[Stored records]

********************

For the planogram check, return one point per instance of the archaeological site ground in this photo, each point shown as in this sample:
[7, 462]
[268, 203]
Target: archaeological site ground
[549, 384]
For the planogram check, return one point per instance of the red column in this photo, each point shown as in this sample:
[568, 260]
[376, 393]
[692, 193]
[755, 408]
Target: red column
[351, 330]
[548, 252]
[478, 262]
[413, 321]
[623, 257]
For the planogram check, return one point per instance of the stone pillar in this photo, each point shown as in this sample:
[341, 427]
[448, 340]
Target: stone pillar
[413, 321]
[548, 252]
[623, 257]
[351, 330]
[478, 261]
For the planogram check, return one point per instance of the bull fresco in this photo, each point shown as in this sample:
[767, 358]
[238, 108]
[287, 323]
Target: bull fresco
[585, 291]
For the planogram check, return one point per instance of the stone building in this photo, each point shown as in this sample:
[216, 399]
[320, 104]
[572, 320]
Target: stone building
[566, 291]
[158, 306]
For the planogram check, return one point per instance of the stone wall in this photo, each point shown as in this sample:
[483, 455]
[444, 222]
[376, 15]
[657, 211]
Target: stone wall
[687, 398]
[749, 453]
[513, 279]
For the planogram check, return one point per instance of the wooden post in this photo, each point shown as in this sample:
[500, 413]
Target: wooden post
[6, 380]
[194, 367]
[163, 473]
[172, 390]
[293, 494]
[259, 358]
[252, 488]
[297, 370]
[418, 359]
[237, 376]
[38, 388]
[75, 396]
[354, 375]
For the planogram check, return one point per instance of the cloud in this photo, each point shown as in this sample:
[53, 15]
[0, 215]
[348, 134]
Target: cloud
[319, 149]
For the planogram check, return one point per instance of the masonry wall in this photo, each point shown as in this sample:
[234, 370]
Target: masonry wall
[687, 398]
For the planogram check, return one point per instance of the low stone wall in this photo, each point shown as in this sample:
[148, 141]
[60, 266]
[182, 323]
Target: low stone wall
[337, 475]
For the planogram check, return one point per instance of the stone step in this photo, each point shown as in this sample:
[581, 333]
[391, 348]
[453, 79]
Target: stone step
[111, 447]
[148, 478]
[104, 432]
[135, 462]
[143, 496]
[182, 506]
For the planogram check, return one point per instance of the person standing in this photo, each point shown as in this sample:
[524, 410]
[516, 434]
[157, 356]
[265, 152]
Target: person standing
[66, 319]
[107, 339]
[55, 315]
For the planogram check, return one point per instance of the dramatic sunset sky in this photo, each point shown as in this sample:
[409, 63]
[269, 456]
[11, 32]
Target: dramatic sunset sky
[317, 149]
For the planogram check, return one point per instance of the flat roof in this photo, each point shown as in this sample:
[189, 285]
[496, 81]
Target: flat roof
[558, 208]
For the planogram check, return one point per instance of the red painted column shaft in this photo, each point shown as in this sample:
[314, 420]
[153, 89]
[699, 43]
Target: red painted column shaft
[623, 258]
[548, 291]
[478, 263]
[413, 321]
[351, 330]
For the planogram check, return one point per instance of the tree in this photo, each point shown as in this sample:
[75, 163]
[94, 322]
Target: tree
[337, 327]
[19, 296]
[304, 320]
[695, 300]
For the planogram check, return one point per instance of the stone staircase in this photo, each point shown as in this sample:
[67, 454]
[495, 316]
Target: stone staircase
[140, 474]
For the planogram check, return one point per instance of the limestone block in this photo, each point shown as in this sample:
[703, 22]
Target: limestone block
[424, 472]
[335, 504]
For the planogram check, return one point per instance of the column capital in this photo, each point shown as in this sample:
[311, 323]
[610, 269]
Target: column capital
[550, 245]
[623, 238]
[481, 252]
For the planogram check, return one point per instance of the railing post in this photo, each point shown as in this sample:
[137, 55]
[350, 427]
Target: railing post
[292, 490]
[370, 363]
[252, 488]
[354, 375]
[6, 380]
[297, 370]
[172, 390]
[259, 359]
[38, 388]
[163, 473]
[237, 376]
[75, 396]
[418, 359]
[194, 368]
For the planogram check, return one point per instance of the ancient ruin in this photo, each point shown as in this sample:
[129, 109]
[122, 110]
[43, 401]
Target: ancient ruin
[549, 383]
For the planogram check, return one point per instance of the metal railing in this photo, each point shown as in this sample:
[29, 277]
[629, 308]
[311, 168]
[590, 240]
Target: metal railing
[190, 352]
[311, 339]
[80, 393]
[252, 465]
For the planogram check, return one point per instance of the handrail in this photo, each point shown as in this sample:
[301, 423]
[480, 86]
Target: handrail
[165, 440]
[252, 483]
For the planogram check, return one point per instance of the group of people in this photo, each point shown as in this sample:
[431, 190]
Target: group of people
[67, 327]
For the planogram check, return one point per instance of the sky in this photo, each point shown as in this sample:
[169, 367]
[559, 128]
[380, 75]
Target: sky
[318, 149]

********************

== Instructions for the task ==
Transcribe the data above in its entirety, exactly.

== Response to the exercise ==
For the planogram check, return one point per instance of the archaeological site ground in this photo, each point shown as in this sample:
[7, 462]
[268, 203]
Target: archaeological site ground
[549, 384]
For the planogram check, return one point per instance of the red column in this photo, each point shown as in this sample:
[568, 260]
[376, 393]
[692, 193]
[755, 408]
Target: red column
[351, 330]
[548, 252]
[478, 262]
[413, 321]
[623, 257]
For the planogram check, return one point per instance of the stone pillar in this photo, each point shown as in this sample:
[341, 427]
[448, 340]
Target: stone pillar
[413, 321]
[548, 252]
[623, 257]
[351, 330]
[478, 261]
For the planogram check, return one point per instance of the bull fresco in this photo, each point shown as in this sample:
[767, 358]
[238, 108]
[287, 323]
Target: bull fresco
[585, 291]
For the planogram check, return one point per instance of the stone building in this photo, each point shown as in this sample:
[216, 399]
[320, 104]
[572, 320]
Target: stone building
[566, 291]
[158, 306]
For the planogram check, return one point per instance of the stone wall in this photo, each point shown as in this sample:
[483, 455]
[444, 222]
[376, 15]
[657, 211]
Target: stone wall
[687, 398]
[749, 453]
[513, 279]
For the planogram check, return one point per instance of the wooden post in this photo, each point shown as in this sample:
[500, 413]
Target: wooden post
[6, 380]
[194, 367]
[163, 473]
[172, 390]
[293, 494]
[259, 358]
[252, 488]
[297, 370]
[418, 359]
[237, 376]
[38, 388]
[75, 396]
[354, 375]
For the planogram check, return one point per instance of the cloud in this photo, each point shown as in this sample:
[53, 15]
[0, 215]
[348, 134]
Target: cloud
[319, 149]
For the planogram check, return one point per instance of the masonry wall in this photo, each point shown as in this sample:
[234, 370]
Target: masonry wall
[687, 398]
For the planogram check, return one point per instance of the low stone wall in this photo, each point shown as in this sample:
[148, 141]
[60, 266]
[182, 323]
Target: low stone wall
[337, 475]
For the planogram check, return one point per instance of the stone step in this photo, each point shown as in this sample:
[581, 333]
[391, 348]
[453, 79]
Target: stone step
[111, 447]
[148, 478]
[104, 432]
[135, 462]
[143, 496]
[182, 506]
For the planogram check, return one point per instance of the person standing in this photo, each point shown as in this sample:
[524, 410]
[516, 434]
[157, 356]
[265, 152]
Target: person standing
[66, 319]
[107, 339]
[55, 315]
For the planogram check, return one point per instance of the dramatic sunset sky in this photo, each point shown as in this sample:
[409, 63]
[269, 456]
[11, 32]
Target: dramatic sunset sky
[317, 149]
For the planogram check, return one point per instance of the flat roof in this photo, each point shown as in this sample:
[189, 285]
[496, 81]
Target: flat roof
[558, 208]
For the planogram check, return one point per instance of the red painted column shaft in this photo, each point shown as in this sample:
[314, 420]
[153, 89]
[699, 43]
Target: red painted column shaft
[623, 258]
[548, 291]
[478, 263]
[413, 321]
[351, 330]
For the planogram check, return one point per instance of the tree in this photo, each point shown as in this sample:
[75, 163]
[94, 322]
Target: tree
[337, 327]
[19, 296]
[304, 320]
[695, 300]
For the planogram check, return one point per instance of the stone staircase in this photo, each point shown as in this sample:
[67, 454]
[495, 316]
Target: stone staircase
[140, 474]
For the planogram check, return one point per instance of the limestone block in this photo, each point shown as in this sample:
[703, 22]
Target: limestone block
[424, 472]
[335, 504]
For the planogram check, return one point per instance of the column capital in this photo, each point shown as in this sample:
[311, 323]
[610, 269]
Target: column capital
[550, 245]
[623, 238]
[481, 252]
For the planogram check, return one point per instance of the railing post in this photo, each point shown as in this sample:
[137, 55]
[350, 427]
Target: railing post
[292, 490]
[370, 363]
[252, 488]
[354, 375]
[6, 380]
[297, 370]
[172, 390]
[259, 359]
[38, 388]
[163, 473]
[237, 376]
[75, 396]
[418, 359]
[194, 368]
For the planogram check, return one point per instance of the ancient ruin in this photo, each point shown as in this sample:
[129, 109]
[122, 110]
[43, 401]
Target: ancient ruin
[549, 383]
For the planogram check, return one point per instance of the metal railing in this photo, each point shown as in this sample:
[29, 277]
[629, 308]
[311, 168]
[590, 240]
Target: metal railing
[190, 352]
[311, 339]
[80, 393]
[252, 465]
For the planogram check, return one point per instance of the handrail in this photo, each point shown as in this sample:
[301, 423]
[480, 86]
Target: handrail
[165, 440]
[252, 483]
For the planogram check, return one point per instance of the group of people in this photo, each point shown as in this sample:
[431, 190]
Target: group of people
[67, 327]
For the planogram check, return one point per instance of the sky in this photo, each point shown as in this sample:
[169, 367]
[559, 128]
[380, 75]
Target: sky
[318, 149]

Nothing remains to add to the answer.